§ **REQUEST 1**
From the listing, pull out the lines that begin at the one containing "form: x=574 y=179." and end after the one containing "x=223 y=343". Copy them without any change.

§ **DOCUMENT EXCERPT**
########
Skip to content

Examples

Nicolò Martini edited this page May 9, 2023 · 12 revisions

Working with different data formats

In this section we will see how to configure the connector to work with different data formats in the input topic.

In all the following examples the connector is configured with the following upload rules:

  • 10MB file or
  • 100000 records or
  • 30 seconds since last write to cater for no more records available for the time being

The connector also flushes the parquet file every 1000 records. It is when the flush happens that the file size check is performed.

AVRO input

Here is an example for uploading the data from a Kafka topic which has the message value stored as Avro. The key converter is set to StringConverter but the key information is not being used.

name=kafka2ems
connector.class=com.celonis.kafka.connect.ems.sink.EmsSinkConnector
tasks.max=1
key.converter=org.apache.kafka.connect.storage.StringConverter
value.converter=io.confluent.connect.avro.AvroConverter
value.converter.schema.registry.url=http://localhost:8081
topics=payments 
connect.ems.endpoint=https://***.***.celonis.cloud/continuous-batch-processing/api/v1/***/items
connect.ems.target.table=payments
connect.ems.connection.id=****
connect.ems.commit.size.bytes=10000000
connect.ems.commit.records=100000
connect.ems.commit.interval.ms=30000
connect.ems.tmp.dir=/tmp/ems
connect.ems.authorization.key="AppKey ***"
connect.ems.error.policy=RETRY
connect.ems.max.retries=20
connect.ems.retry.interval=60000
connect.ems.parquet.write.flush.records=1000
connect.ems.debug.keep.parquet.files=false

JSON input

Here is an example for uploading the data from a Kafka topic which has the message value stored as JSON. The key converter is set to StringConverter but the key information is not being used.

name=kafka2ems
connector.class=com.celonis.kafka.connect.ems.sink.EmsSinkConnector
tasks.max=1
key.converter=org.apache.kafka.connect.storage.StringConverter
value.converter=org.apache.kafka.connect.json.JsonConverter
topics=payments 
connect.ems.endpoint=https://***.***.celonis.cloud/continuous-batch-processing/api/v1/***/items
connect.ems.target.table=payments
connect.ems.connection.id=****
connect.ems.commit.size.bytes=10000000
connect.ems.commit.records=100000
connect.ems.commit.interval.ms=30000
connect.ems.tmp.dir=/tmp/ems
connect.ems.authorization.key="AppKey ***"
connect.ems.error.policy=RETRY
connect.ems.max.retries=20
connect.ems.retry.interval=60000
connect.ems.parquet.write.flush.records=1000
connect.ems.debug.keep.parquet.files=false

XML input

Here is an example for uploading the data from a Kafka topic which has the message value stored as XML. The key converter is set to StringConverter but the key information is not being used. The value converter uses the EMS XmlConverter, provided within the connector Jar.
########
§ **REQUEST 2**
Rewrite the connector examples page from the words "Nicolò Martini edited" through the words "the input topic.", using "message formats" in place of "data formats" wherever it occurs.

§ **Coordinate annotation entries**
########
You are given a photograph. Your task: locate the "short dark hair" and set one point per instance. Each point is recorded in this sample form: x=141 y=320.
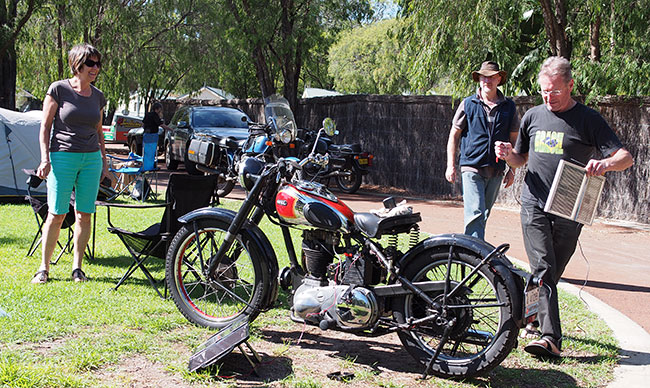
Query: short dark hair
x=78 y=55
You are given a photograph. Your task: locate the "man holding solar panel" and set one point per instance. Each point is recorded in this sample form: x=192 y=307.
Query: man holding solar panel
x=559 y=129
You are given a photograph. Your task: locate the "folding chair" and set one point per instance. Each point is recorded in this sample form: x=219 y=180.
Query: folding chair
x=184 y=193
x=40 y=208
x=140 y=167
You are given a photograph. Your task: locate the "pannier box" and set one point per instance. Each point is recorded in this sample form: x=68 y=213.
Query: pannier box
x=203 y=151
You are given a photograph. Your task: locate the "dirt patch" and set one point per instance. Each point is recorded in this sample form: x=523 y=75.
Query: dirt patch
x=139 y=372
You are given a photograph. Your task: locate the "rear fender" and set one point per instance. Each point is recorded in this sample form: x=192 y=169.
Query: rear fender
x=253 y=234
x=499 y=264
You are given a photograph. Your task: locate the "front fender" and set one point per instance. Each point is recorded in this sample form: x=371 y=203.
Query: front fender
x=254 y=234
x=499 y=264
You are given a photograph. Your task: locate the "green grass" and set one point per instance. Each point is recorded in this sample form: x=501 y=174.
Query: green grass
x=63 y=334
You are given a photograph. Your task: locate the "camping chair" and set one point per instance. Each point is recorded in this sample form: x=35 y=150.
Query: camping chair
x=40 y=208
x=184 y=193
x=138 y=167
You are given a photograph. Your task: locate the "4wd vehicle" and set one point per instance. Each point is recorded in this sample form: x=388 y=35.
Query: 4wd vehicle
x=120 y=125
x=134 y=140
x=191 y=121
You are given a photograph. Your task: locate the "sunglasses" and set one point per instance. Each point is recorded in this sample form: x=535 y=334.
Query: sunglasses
x=91 y=63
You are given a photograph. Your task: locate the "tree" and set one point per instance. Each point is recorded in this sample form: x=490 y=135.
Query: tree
x=13 y=16
x=453 y=38
x=146 y=46
x=280 y=33
x=368 y=59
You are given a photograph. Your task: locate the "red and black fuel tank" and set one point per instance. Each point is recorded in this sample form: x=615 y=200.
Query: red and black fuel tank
x=312 y=204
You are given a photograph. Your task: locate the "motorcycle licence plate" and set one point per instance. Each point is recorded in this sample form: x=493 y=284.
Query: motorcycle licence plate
x=532 y=302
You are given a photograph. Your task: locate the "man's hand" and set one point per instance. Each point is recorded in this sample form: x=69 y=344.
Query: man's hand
x=508 y=179
x=450 y=174
x=502 y=149
x=43 y=169
x=597 y=167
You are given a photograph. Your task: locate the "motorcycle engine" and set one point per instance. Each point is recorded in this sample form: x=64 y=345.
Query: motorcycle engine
x=335 y=305
x=323 y=302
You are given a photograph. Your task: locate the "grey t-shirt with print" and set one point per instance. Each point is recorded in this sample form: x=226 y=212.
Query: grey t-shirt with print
x=76 y=119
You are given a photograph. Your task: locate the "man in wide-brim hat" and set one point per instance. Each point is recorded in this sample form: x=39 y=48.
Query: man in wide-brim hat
x=480 y=120
x=488 y=69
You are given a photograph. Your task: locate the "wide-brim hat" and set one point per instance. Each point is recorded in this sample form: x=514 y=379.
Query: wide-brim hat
x=488 y=69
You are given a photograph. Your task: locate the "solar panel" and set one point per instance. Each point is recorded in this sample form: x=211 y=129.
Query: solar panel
x=574 y=195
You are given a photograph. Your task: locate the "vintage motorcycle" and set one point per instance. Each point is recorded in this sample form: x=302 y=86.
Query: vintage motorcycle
x=456 y=302
x=219 y=156
x=347 y=162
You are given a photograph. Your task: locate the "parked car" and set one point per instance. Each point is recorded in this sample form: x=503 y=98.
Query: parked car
x=134 y=140
x=191 y=120
x=120 y=126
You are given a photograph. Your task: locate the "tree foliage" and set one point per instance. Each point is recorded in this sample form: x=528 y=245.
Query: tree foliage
x=604 y=39
x=369 y=60
x=248 y=47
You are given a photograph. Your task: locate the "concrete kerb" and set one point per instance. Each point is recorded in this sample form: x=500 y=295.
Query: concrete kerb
x=633 y=367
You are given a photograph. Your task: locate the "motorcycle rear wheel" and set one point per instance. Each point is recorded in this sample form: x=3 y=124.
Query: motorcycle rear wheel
x=349 y=184
x=482 y=336
x=236 y=290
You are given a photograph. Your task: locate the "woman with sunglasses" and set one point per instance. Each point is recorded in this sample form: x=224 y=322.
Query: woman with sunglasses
x=73 y=156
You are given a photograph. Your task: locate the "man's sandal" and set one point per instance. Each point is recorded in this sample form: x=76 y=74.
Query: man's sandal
x=40 y=277
x=79 y=276
x=530 y=332
x=544 y=347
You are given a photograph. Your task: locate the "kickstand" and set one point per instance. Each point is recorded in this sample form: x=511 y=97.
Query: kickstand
x=253 y=362
x=443 y=341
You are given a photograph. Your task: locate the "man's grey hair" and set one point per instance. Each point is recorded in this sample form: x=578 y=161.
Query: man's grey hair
x=554 y=66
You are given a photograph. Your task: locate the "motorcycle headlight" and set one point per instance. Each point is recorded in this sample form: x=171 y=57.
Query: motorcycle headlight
x=285 y=136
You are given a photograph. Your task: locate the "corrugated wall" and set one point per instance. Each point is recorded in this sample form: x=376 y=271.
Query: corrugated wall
x=408 y=135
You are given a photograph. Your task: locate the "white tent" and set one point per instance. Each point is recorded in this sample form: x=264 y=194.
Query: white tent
x=18 y=150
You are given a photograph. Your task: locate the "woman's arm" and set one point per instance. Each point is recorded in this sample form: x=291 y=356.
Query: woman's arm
x=102 y=144
x=49 y=110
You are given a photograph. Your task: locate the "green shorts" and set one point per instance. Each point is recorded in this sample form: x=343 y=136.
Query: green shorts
x=73 y=170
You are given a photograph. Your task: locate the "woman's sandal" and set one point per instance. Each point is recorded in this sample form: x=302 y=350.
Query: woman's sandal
x=530 y=332
x=544 y=347
x=79 y=276
x=40 y=277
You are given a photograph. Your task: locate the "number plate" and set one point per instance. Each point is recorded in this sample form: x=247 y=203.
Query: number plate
x=532 y=301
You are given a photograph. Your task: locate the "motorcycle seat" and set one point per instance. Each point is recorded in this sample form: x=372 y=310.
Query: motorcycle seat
x=346 y=148
x=375 y=226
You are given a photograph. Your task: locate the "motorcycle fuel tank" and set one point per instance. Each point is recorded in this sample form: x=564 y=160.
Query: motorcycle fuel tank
x=311 y=204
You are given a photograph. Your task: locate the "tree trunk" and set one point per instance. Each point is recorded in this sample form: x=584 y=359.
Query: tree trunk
x=555 y=24
x=267 y=85
x=8 y=78
x=594 y=39
x=59 y=40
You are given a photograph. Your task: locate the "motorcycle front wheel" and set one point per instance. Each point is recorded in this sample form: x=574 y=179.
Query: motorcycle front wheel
x=484 y=332
x=349 y=184
x=236 y=289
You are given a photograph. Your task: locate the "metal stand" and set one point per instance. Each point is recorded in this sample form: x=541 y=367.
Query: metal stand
x=222 y=344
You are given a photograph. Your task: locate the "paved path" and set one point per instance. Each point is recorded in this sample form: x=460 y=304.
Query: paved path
x=610 y=270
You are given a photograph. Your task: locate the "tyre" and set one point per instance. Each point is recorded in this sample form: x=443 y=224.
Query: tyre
x=349 y=183
x=236 y=290
x=170 y=163
x=484 y=332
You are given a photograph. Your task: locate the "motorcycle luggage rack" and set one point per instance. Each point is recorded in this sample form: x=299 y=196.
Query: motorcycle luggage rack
x=223 y=343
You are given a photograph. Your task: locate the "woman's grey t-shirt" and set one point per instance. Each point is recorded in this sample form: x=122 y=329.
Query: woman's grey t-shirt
x=76 y=119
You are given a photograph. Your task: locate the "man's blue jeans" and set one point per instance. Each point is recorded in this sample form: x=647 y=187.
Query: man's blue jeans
x=479 y=194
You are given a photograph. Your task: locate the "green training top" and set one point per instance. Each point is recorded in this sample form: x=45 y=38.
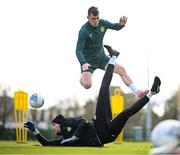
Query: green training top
x=89 y=48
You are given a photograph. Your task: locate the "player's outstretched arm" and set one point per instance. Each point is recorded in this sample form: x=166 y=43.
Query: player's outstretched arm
x=31 y=126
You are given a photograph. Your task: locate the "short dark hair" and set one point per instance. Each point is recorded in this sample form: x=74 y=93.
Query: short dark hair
x=93 y=11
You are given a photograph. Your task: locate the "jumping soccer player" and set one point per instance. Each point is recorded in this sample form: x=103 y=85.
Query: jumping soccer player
x=77 y=131
x=90 y=51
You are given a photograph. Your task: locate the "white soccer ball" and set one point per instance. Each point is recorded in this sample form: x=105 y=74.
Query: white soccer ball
x=36 y=100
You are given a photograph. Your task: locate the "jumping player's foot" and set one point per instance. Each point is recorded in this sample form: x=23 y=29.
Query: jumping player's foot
x=142 y=93
x=156 y=85
x=111 y=51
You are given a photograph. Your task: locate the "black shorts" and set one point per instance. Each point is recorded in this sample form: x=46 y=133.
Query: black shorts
x=97 y=65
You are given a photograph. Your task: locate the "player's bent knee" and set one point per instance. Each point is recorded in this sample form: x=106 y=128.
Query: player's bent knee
x=87 y=86
x=120 y=70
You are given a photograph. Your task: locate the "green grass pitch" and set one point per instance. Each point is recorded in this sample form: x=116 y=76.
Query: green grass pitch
x=33 y=147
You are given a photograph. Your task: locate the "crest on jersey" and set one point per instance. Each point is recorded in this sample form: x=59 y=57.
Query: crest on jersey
x=102 y=29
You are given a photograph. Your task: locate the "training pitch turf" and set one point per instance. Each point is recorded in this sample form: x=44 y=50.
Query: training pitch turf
x=33 y=147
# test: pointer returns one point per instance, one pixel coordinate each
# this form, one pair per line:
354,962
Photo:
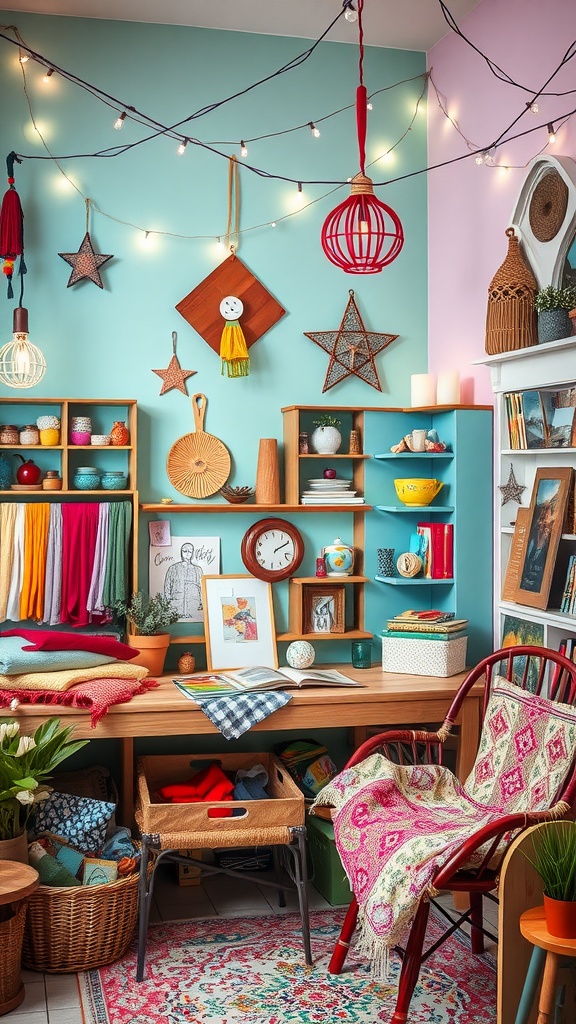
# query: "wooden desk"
385,698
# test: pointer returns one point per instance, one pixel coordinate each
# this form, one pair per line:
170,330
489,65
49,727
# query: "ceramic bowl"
417,491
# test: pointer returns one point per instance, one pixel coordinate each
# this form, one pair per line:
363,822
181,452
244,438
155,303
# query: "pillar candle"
448,389
422,390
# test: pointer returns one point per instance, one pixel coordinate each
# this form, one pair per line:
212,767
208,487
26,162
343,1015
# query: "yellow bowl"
417,491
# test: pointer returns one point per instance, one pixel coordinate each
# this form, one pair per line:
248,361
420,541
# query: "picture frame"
324,609
238,623
547,512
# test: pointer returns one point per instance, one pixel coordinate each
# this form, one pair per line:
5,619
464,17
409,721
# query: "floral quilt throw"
396,824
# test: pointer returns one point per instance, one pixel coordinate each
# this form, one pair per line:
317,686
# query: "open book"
259,678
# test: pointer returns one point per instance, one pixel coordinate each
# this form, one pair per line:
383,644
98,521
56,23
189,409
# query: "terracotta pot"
14,849
561,918
153,651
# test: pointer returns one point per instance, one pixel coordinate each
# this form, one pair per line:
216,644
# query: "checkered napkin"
235,714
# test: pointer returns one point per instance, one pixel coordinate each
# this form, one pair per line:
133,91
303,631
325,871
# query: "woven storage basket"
510,318
78,928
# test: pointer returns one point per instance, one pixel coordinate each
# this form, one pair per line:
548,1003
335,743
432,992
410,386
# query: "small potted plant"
149,621
552,306
26,764
553,857
326,439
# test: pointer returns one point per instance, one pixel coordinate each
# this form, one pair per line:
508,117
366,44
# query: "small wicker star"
511,491
352,348
174,376
85,262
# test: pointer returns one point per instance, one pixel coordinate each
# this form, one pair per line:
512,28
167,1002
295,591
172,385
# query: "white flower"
25,797
7,730
26,743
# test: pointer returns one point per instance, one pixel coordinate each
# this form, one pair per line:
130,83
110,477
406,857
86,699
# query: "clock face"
272,549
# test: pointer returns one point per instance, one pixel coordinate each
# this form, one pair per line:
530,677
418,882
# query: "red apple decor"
29,472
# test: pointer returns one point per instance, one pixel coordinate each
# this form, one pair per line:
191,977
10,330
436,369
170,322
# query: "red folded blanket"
96,695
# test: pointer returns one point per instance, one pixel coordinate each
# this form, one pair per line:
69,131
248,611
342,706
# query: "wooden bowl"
236,496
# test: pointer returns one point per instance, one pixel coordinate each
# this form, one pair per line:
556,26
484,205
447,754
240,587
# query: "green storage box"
327,872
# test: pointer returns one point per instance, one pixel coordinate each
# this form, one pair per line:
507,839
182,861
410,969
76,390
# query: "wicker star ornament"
173,375
352,348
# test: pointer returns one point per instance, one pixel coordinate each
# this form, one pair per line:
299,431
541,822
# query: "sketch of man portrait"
182,583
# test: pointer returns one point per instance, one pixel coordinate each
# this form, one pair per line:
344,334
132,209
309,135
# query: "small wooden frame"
547,512
324,609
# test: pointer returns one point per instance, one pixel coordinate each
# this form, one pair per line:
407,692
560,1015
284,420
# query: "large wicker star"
352,348
511,491
85,262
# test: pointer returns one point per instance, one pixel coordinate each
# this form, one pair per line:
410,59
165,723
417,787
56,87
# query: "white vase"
326,440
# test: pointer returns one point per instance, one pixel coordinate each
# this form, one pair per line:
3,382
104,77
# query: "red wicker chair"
554,677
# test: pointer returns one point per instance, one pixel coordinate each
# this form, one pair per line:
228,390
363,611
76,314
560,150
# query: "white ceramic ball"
300,654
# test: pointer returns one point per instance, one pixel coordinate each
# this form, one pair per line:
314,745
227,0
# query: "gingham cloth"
########
§ **TASK ANSWER 1**
You are given a photograph. Your task: locate the "motorcycle front wheel" and set one point per instance. Each point is recorded in this sample form: x=574 y=179.
Query: motorcycle front wheel
x=484 y=332
x=349 y=184
x=236 y=289
You are given a photograph. Your task: locate the "metal stand" and set one point per instance. Each point is recorded in this sample form: x=541 y=367.
Query: metal stand
x=222 y=344
You are given a photograph. Your task: locate the "paved path" and set one point per instance. Each point is recorded in this sample form: x=460 y=304.
Query: paved path
x=610 y=270
You are given a photograph. Your task: locate the "tyre" and set one point per instance. Each point is recorded in this sample form: x=443 y=224.
Query: tyre
x=349 y=183
x=236 y=290
x=170 y=163
x=484 y=332
You are given a photograph. Your task: locate the "motorcycle luggage rack" and set one point per instance. Each point is recorded in this sample form: x=299 y=196.
Query: motorcycle luggage rack
x=223 y=343

§ **TASK ANSWER 2**
Nicolò Martini edited this page May 9, 2023 · 12 revisions

Working with different message formats

In this section we will see how to configure the connector to work with different message formats in the input topic.